[TASK ITEM] Your answer should be the full set of records, printed exactly as they stand.

[MATERIAL TO PROCESS]

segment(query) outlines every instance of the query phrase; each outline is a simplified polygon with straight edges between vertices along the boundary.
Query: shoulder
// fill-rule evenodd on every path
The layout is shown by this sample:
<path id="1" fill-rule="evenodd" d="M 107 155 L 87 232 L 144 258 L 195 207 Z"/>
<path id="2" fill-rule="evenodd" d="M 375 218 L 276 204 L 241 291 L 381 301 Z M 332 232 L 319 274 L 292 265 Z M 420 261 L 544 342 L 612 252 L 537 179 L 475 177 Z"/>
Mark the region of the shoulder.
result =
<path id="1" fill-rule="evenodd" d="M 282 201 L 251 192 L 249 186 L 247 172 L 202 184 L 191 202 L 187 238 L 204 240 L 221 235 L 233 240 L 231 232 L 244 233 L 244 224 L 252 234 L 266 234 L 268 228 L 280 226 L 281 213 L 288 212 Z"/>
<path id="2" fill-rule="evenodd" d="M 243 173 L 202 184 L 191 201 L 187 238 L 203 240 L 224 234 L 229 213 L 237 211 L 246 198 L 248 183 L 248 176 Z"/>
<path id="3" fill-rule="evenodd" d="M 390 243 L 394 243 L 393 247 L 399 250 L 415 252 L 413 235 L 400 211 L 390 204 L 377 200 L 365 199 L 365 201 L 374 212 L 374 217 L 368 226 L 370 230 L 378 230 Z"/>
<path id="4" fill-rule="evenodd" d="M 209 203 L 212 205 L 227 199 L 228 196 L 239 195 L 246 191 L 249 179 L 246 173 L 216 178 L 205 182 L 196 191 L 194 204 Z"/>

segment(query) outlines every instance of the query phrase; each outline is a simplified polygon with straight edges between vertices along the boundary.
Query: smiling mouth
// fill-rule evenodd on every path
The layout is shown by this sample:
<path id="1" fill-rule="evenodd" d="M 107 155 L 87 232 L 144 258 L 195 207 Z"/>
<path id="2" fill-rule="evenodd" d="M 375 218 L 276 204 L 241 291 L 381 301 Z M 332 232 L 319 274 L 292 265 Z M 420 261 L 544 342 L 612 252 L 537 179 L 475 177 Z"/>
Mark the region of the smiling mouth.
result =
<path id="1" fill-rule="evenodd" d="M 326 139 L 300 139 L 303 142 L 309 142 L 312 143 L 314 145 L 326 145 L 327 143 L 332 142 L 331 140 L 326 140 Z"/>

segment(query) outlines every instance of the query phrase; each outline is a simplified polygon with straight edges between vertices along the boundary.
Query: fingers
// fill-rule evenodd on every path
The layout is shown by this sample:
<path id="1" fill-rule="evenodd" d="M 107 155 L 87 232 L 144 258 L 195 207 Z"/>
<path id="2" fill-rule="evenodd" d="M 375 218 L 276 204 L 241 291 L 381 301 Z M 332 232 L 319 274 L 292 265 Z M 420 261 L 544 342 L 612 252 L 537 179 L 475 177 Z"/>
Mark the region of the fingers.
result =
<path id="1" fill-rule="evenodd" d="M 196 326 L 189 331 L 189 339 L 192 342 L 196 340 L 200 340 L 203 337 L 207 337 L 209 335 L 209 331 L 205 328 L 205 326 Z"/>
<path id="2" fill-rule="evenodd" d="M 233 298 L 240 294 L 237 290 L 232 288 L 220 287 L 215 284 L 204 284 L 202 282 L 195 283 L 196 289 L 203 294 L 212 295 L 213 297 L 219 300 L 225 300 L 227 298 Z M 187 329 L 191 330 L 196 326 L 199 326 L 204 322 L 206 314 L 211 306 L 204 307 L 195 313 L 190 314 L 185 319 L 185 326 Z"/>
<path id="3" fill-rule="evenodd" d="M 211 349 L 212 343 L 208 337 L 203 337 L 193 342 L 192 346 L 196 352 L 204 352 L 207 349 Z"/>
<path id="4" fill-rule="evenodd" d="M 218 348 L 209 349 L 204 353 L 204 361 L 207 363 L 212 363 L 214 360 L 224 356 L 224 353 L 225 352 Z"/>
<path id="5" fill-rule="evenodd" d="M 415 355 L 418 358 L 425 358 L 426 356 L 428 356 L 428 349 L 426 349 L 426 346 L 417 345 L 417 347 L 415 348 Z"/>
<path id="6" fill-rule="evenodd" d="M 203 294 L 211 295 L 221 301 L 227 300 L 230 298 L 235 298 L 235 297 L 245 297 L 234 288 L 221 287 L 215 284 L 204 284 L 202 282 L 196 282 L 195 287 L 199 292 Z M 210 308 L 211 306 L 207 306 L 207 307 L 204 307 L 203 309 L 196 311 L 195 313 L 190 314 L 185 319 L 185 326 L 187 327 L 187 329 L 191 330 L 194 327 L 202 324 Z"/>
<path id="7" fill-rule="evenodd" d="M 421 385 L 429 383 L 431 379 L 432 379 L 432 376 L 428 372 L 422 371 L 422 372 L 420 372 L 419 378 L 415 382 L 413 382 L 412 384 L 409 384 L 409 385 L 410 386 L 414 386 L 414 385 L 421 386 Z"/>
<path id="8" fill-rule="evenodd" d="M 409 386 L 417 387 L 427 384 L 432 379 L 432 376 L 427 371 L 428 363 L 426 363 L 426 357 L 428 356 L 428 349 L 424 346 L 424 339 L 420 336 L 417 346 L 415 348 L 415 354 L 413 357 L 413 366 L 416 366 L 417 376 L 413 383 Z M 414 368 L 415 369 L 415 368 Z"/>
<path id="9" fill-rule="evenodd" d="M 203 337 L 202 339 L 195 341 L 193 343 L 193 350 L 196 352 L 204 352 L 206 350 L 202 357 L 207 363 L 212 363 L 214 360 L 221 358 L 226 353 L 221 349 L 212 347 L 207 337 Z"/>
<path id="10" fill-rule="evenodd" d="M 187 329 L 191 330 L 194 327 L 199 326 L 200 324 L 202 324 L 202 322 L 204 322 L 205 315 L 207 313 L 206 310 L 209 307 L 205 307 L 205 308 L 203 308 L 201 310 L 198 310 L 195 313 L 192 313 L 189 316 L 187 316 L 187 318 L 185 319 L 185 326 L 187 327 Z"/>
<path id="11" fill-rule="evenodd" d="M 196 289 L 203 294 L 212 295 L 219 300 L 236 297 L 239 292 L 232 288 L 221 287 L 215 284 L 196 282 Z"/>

[OUTPUT OF THE EXERCISE]
segment(query) outlines every instance of the query phrase; each outline is a simplified polygon with straight edges between vertices along the boundary.
Query: shoulder
// fill-rule evenodd on every path
The layout is shown by this sample:
<path id="1" fill-rule="evenodd" d="M 107 155 L 87 232 L 144 258 L 195 207 Z"/>
<path id="2" fill-rule="evenodd" d="M 375 218 L 276 204 L 241 291 L 381 301 Z M 332 232 L 319 274 L 292 265 Z M 420 261 L 544 342 L 612 252 L 537 179 L 475 177 Z"/>
Mark the region of the shoulder.
result =
<path id="1" fill-rule="evenodd" d="M 282 201 L 251 192 L 249 186 L 247 172 L 202 184 L 191 202 L 187 238 L 204 240 L 221 235 L 233 240 L 231 232 L 244 233 L 244 224 L 252 234 L 266 234 L 268 228 L 280 226 L 281 213 L 288 212 Z"/>
<path id="2" fill-rule="evenodd" d="M 243 173 L 202 184 L 191 201 L 187 238 L 203 240 L 224 234 L 229 213 L 237 211 L 246 198 L 248 183 L 248 176 Z"/>
<path id="3" fill-rule="evenodd" d="M 390 243 L 394 243 L 393 247 L 399 250 L 415 252 L 413 235 L 400 211 L 390 204 L 377 200 L 365 199 L 365 201 L 374 212 L 374 217 L 368 226 L 370 230 L 378 230 Z"/>
<path id="4" fill-rule="evenodd" d="M 209 203 L 212 205 L 227 199 L 228 196 L 239 195 L 246 191 L 249 179 L 246 173 L 216 178 L 205 182 L 196 191 L 194 204 Z"/>

segment(query) outlines every instance of the query phrase; each outline is a simplified polygon with straight edges between vertices along the boundary.
Query: smiling mouth
// fill-rule evenodd on every path
The layout is shown by this sample:
<path id="1" fill-rule="evenodd" d="M 107 155 L 87 232 L 144 258 L 195 207 Z"/>
<path id="2" fill-rule="evenodd" d="M 375 218 L 276 204 L 241 291 L 381 301 Z M 332 232 L 319 274 L 292 265 Z M 420 261 L 544 342 L 612 252 L 537 179 L 475 177 Z"/>
Mark the region of the smiling mouth.
result =
<path id="1" fill-rule="evenodd" d="M 326 139 L 300 139 L 303 142 L 309 142 L 312 143 L 314 145 L 326 145 L 327 143 L 332 142 L 331 140 L 326 140 Z"/>

segment(query) outlines every instance of the query phrase; each outline is a simplified polygon with straight edges between vertices along the boundary.
Query: fingers
// fill-rule evenodd on every path
The layout is shown by this sample:
<path id="1" fill-rule="evenodd" d="M 107 155 L 87 232 L 144 258 L 195 207 Z"/>
<path id="2" fill-rule="evenodd" d="M 375 218 L 276 204 L 241 291 L 381 301 Z M 332 232 L 319 274 L 292 265 Z M 420 261 L 544 342 L 612 252 L 537 179 L 475 177 Z"/>
Mark the region of the fingers.
result =
<path id="1" fill-rule="evenodd" d="M 196 326 L 189 331 L 189 339 L 192 342 L 196 340 L 200 340 L 203 337 L 207 337 L 209 335 L 209 331 L 205 328 L 205 326 Z"/>
<path id="2" fill-rule="evenodd" d="M 233 298 L 240 294 L 237 290 L 232 288 L 220 287 L 215 284 L 204 284 L 202 282 L 195 283 L 196 289 L 203 294 L 212 295 L 213 297 L 219 300 L 225 300 L 227 298 Z M 187 329 L 191 330 L 196 326 L 199 326 L 204 322 L 206 314 L 211 306 L 204 307 L 195 313 L 190 314 L 185 319 L 185 326 Z"/>
<path id="3" fill-rule="evenodd" d="M 211 349 L 212 343 L 208 337 L 203 337 L 193 342 L 192 346 L 196 352 L 204 352 L 207 349 Z"/>
<path id="4" fill-rule="evenodd" d="M 218 348 L 209 349 L 204 353 L 204 361 L 207 363 L 212 363 L 214 360 L 224 356 L 224 353 L 225 352 Z"/>
<path id="5" fill-rule="evenodd" d="M 415 355 L 418 358 L 425 358 L 426 356 L 428 356 L 428 349 L 426 349 L 426 346 L 417 345 L 417 347 L 415 348 Z"/>
<path id="6" fill-rule="evenodd" d="M 203 294 L 211 295 L 221 301 L 227 300 L 230 298 L 235 298 L 235 297 L 245 297 L 234 288 L 221 287 L 215 284 L 204 284 L 202 282 L 196 282 L 195 287 L 199 292 Z M 210 308 L 211 306 L 207 306 L 207 307 L 204 307 L 203 309 L 196 311 L 195 313 L 190 314 L 185 319 L 185 326 L 187 327 L 187 329 L 191 330 L 194 327 L 202 324 Z"/>
<path id="7" fill-rule="evenodd" d="M 421 385 L 429 383 L 431 379 L 432 379 L 432 376 L 428 372 L 422 371 L 422 372 L 420 372 L 419 378 L 415 382 L 413 382 L 412 384 L 409 384 L 409 385 L 410 386 L 414 386 L 414 385 L 421 386 Z"/>
<path id="8" fill-rule="evenodd" d="M 409 386 L 417 387 L 427 384 L 432 379 L 432 376 L 427 371 L 428 363 L 426 363 L 426 357 L 428 356 L 428 349 L 424 346 L 424 339 L 420 336 L 417 346 L 415 348 L 415 354 L 413 357 L 413 366 L 416 366 L 417 376 L 413 383 Z M 414 368 L 415 369 L 415 368 Z"/>
<path id="9" fill-rule="evenodd" d="M 203 337 L 202 339 L 195 341 L 193 343 L 193 350 L 196 352 L 204 352 L 206 350 L 202 357 L 207 363 L 212 363 L 214 360 L 221 358 L 226 353 L 221 349 L 212 347 L 207 337 Z"/>
<path id="10" fill-rule="evenodd" d="M 187 329 L 191 330 L 194 327 L 199 326 L 200 324 L 202 324 L 202 322 L 204 322 L 205 315 L 207 313 L 206 310 L 209 307 L 205 307 L 205 308 L 203 308 L 201 310 L 198 310 L 195 313 L 192 313 L 189 316 L 187 316 L 187 318 L 185 319 L 185 326 L 187 327 Z"/>
<path id="11" fill-rule="evenodd" d="M 196 289 L 203 294 L 212 295 L 219 300 L 236 297 L 239 292 L 232 288 L 221 287 L 215 284 L 196 282 Z"/>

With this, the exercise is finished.